Given text:
○ ○ ○ ○

Researchers from Johns Hopkins Medicine have found that over 10 percent of those who have taken psilocybin-containing "magic mushrooms" experienced their worst "bad trip" and put themselves and others in danger during the event. A significant majority called the most distressing episode they had while on a trip "one of the biggest challenges" they have ever encountered in their life.
Psilocybin and other hallucinogens became popular in the United States back in the 1960s as charismatic proponents charmed users with anecdotes of benefits and profound psychological experiences. However, most of them were banned in the 1970s for safety reasons, although not a lot of scientific evidence was released about the drugs' risks.
Study author Roland Griffiths and the research team have conducted earlier works to confirm the benefits of psilocybin use. The current study, however, was aimed at highlighting the effects of bad trips.
For a study, published in the Journal of Psychopharmacology, the researchers carried out a survey involving 1,993 participants. Focused on the topic of psilocybin use, the survey included three questionnaires: the Mystical Experience Questionnaire (developed by Griffiths and colleagues back in 2006), the Hallucinogen Rating Scale, and portions of the 5D-Altered States of Consciousness Questionnaire. The entire survey took about an hour to accomplish.
Of the respondents, 78 percent were male, 89 percent were Caucasian, 66 percent were from the United States, and 51 percent had graduate or college degrees. Survey participants were, on average, 30 years old when they joined the study and 23 years old when they had their bad trips. Ninety-three percent also said they used psilocybin more than twice.
Aside from the 10.7 percent that put themselves or others in danger during a bad trip, 2.6 percent said they became violent or aggressive while 2.7 percent said they sought out medical assistance. Five of those with reported pre-existing depression or anxiety or have thought of suicide before attempted suicide while on a bad high from the drug.

○ ○ ○ ○

Information provided:
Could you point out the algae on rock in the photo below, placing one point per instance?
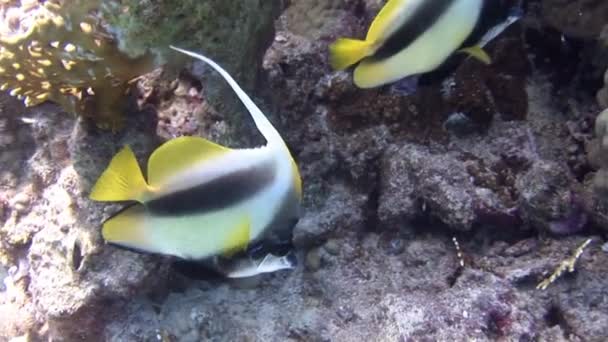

○ ○ ○ ○

Tasks and exercises:
1 – Rewrite the paragraph in the psilocybin article that begins "Of the respondents" as a bulleted list, keeping all of its figures.
2 – Answer these questions using the psilocybin article:
(a) How many participants took part in the survey?
(b) In which decade were most hallucinogens banned in the United States?
(c) What percentage of respondents said they sought medical assistance during a bad trip?
3 – Continue the psilocybin article from its last sentence.
The listing comes from a different source than the psilocybin article.

Answers for each item:
1 –
- 78 percent of respondents were male.
- 89 percent were Caucasian.
- 66 percent were from the United States.
- 51 percent had graduate or college degrees.
- On average, participants were 30 years old when they joined the study and 23 when they had their bad trips.
- 93 percent had used psilocybin more than twice.

2 –
(a) 1,993
(b) The 1970s
(c) 2.7 percent

3 –
Psilocybin Not Always Bad
At the same time, however, some study participants reported positive experiences from psilocybin, such as antidepressive effects, with six subjects saying their suicidal thoughts went away after their worst bad trip, a third saying the experience was one of the top five most meaningful events in their lives, and another third saying it was one of their top five most spiritually significant experience.
"The counterintuitive finding that extremely difficult experiences can sometimes also be very meaningful experiences is consistent with what we see in our studies with psilocybin," said Griffiths.
However, the researchers caution that enjoying the positive effects of psilocybin means ensuring the drug is taken in a safe environment.
Magic mushrooms have long been used in certain cultures to promote healing and for religious purposes but corresponding safeguards have been developed as these cultures recognized the substance's potential dangers.
Psilocybin Use In The United States
According to the National Survey on Drug Use and Health by the Substance Abuse and Mental Health Services Administration, about 8.7 percent of Americans or 22.9 million individuals in the country have taken psilocybin before.
While it does come with psychological and behavioral risks, psilocybin is not addictive and is also not harmful to the liver, brain, and other organs.